EXTRACTED INFORMATION —
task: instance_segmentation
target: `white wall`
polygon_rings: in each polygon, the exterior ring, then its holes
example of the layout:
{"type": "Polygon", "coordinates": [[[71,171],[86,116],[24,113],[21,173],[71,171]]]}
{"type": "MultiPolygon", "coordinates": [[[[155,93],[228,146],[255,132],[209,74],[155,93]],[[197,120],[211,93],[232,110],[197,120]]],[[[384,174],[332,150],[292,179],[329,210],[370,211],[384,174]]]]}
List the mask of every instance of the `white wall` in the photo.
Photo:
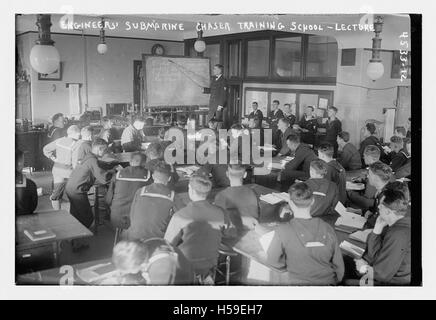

YOUR TASK — A word-for-word restatement of all the lines above is needed, with the pictures omitted.

TASK SOLUTION —
task: instance_segmentation
target: `white wall`
polygon_rings: in each polygon, the exterior ring, then its holes
example of the layout:
{"type": "Polygon", "coordinates": [[[71,171],[86,116],[24,113],[21,173],[71,171]]]}
{"type": "MultiPolygon", "coordinates": [[[[155,93],[228,146],[255,132],[209,74],[155,93]],[[197,120],[211,93],[232,110],[197,120]]],[[[384,174],[332,150],[292,179],[329,210],[370,211],[384,174]]]]}
List the mask of every instance of the `white wall` in the photo.
Photo:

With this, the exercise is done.